> PAGE
——————————

Well.... it's after 11 and I've been doing well on getting to bed at a decent time every night. My roommates are all back so I'm thinking it's time for me to hit the sack as well. G'night all from Minnesota.

BTW..... www.crown.edu
GO STORM.

Sunday, August 9, 2009

Memories

As I sat tonight flipping through my best friend's photos from her recent mission trip to Ukraine, I suddenly realized how much I truly missed Russia. How much I missed culture. How much I missed outreach. How much I missed the life God has called me to. I honestly started to cry as I was simply reflecting and wishing I could have been over there with her.... ministering, loving on, and interacting with the Europeans yet again. In a conversation I had tonight with a friend, I said simply that Europe has always had a special place in my heart. When talking about missions and where to go, people often mention China or the Middle East... because they assume since Christianity began on European soil that Europe is completely Christian. This presupposition is incredibly false... while yes, Christianity did begin in Europe..... Europe today is VERY post-modern and VERY post-Christian. Agnosticism and Atheism rates are incredibly high as people search out for the truth or simply live with the truth there is no God. This thought breaks my heart.

In 2007, I went to Russia with a broken heart and as my youth pastor told me, "If you go somewhere with a broken heart, more likely than not you'll come back with no heart at all." He was completely true. I gave away every piece of my heart to the young girls that stole it from day one there. Missions is my call and I am excited to pursue it full-time.

Thank you Liz.... for bringing back memories. And thank you to those of you who encourage me to continue to chase after my dreams. I am forever indebted to you.

Monday, July 27, 2009

Passion and Purity - A Reflection

Passion and Purity. A simple statement that says so much. A simple phrase which shows what many of our relationships lack. Recently in history, our relationships with guys and girls have been lackluster at best. Sure, they've supposedly been passion-filled but not purity-filled. Purity. What an ancient term as some would say. An archaic word at best. Heaven forbid someone walk through high school and college without spending the night with a boyfriend or girlfriend. Purity - be it emotional, physical, or mental - has gone by the wayside. It is no wonder our high school hallways are filled with expectant teen mothers and fathers who could care less.

Both guys and girls could share the blame. I find it difficult at best looking at society today. Girls dress seductively.... practically begging to be taken home. To the guys who read this, I apologize. Sadly, many Christian women do not see what the big deal is showing a little skin here and there. Guys prowl the halls... hoping for the chance to conquer yet another girl. Girls with little or no relationship history are the big pulls.... however, many remain unmoved while some do succumb. Perhaps it's because these girls have been holding out for a hero. A knight in shining armor. A superhero coming in to rescue them. Often, high school girls (and guys) find themselves wondering if they are worth anything outside of a dating relationship.

——————————

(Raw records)
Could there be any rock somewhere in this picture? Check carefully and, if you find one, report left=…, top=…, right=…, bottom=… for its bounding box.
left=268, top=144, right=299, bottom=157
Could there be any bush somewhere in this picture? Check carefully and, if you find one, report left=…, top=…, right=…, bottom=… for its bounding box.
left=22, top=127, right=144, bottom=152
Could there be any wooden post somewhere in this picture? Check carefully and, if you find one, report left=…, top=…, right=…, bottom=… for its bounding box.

——————————

> TASK GOAL
Rewrite the blog excerpt from "Thank you Liz...." to "indebted to you.", putting "goals" in place of "dreams". Work from the blog excerpt alone.

> OUTPUT FOR THIS TASK
Thank you Liz.... for bringing back memories. And thank you to those of you who encourage me to continue to chase after my goals. I am forever indebted to you.